* [Excerpt to read]
----------------
Known as the “silver fox,” Mulloy played the senior circuit well into his 90s. His decades-long competitive career yielded more than 127 national championships and 25 international titles, No. 1 U.S. and No. 6 world rankings, and admission to the International Tennis Hall of Fame in 1972.

But Mulloy insists his greatest pride came during his brief interruption from the sport, when in World War II he skippered a landing ship tank (LST), seeing action in the North African and European invasions. “I don’t know why it’s never gotten its due,” Mulloy says of the LST, an amphibious naval vessel. “The destroyers and submarines could do only one thing, but the LST could do it all. We brought in troops, supplies, and tanks. We were a hospital ship. It could even carry the complete components to build an airport practically overnight.”
----------------
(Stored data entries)
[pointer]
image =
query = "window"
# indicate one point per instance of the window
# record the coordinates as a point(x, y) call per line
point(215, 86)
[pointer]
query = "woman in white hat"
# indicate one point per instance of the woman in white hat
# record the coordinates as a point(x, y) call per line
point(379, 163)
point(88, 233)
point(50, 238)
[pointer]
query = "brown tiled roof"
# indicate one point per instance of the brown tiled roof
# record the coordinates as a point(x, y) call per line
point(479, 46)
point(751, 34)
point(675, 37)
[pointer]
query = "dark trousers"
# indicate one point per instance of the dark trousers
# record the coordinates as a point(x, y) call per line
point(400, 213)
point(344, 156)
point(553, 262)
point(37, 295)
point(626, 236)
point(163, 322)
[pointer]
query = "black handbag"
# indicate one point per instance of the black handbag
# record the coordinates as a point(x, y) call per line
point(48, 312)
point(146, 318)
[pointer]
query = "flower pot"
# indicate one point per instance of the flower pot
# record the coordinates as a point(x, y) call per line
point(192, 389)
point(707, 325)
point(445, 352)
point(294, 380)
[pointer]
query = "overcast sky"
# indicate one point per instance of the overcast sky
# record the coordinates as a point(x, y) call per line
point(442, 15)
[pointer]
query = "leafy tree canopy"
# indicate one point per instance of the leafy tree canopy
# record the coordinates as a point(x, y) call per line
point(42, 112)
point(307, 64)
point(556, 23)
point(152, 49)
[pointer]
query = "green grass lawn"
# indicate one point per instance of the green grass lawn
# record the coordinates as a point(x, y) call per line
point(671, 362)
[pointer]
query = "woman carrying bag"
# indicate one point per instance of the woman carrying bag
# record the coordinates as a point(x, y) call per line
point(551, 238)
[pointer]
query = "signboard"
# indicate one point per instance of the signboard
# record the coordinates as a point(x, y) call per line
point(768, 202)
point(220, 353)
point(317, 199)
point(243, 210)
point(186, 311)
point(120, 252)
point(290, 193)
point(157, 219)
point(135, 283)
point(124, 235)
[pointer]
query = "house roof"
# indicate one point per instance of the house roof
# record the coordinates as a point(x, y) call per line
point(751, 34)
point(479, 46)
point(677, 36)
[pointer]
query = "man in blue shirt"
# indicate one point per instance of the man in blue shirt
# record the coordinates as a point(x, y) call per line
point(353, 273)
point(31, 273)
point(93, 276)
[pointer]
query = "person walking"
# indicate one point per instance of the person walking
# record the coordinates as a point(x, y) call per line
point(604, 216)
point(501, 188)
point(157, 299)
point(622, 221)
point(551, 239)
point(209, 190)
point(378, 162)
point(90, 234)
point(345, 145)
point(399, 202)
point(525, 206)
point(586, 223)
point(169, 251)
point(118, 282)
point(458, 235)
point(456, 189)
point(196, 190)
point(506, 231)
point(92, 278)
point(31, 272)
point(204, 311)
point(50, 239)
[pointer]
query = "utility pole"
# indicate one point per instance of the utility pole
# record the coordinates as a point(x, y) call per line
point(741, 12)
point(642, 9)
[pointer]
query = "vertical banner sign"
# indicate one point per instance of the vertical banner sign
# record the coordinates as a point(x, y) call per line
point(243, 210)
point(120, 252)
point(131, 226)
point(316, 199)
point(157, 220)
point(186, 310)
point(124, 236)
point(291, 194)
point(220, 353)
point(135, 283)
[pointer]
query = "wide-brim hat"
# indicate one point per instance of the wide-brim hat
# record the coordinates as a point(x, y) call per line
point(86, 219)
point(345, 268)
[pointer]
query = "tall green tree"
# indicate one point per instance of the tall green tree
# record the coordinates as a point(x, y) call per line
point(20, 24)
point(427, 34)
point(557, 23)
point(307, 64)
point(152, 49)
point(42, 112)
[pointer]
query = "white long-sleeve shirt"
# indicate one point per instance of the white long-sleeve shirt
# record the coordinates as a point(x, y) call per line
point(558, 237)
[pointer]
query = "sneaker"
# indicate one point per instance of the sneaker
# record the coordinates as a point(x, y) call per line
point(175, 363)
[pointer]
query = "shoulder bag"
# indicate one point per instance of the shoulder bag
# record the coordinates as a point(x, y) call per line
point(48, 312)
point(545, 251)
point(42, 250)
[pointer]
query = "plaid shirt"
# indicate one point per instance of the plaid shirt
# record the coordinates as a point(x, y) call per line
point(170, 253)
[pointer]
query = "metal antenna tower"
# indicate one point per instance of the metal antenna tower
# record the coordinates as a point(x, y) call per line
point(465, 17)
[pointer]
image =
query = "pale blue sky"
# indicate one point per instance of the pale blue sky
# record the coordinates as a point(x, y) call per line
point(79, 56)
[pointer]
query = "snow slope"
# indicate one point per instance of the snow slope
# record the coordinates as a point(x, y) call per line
----------------
* [Requirement A]
Answer these questions using the Mulloy excerpt:
(i) What nickname was Mulloy known by?
(ii) In what year was he admitted to the International Tennis Hall of Fame?
(iii) What kind of ship did he skipper in World War II?
* [Requirement B] Translate this sentence from the Mulloy excerpt into Spanish: "We brought in troops, supplies, and tanks."
* [Requirement C] Copy the part of the Mulloy excerpt from "Known as the" to "Fame in 1972." word for word.
The listing has nothing to do with the text.

* [Task solution A]
(i) The "silver fox"
(ii) 1972
(iii) A landing ship tank (LST)

* [Task solution B] Trajimos tropas, suministros y tanques.

* [Task solution C]
Known as the “silver fox,” Mulloy played the senior circuit well into his 90s. His decades-long competitive career yielded more than 127 national championships and 25 international titles, No. 1 U.S. and No. 6 world rankings, and admission to the International Tennis Hall of Fame in 1972.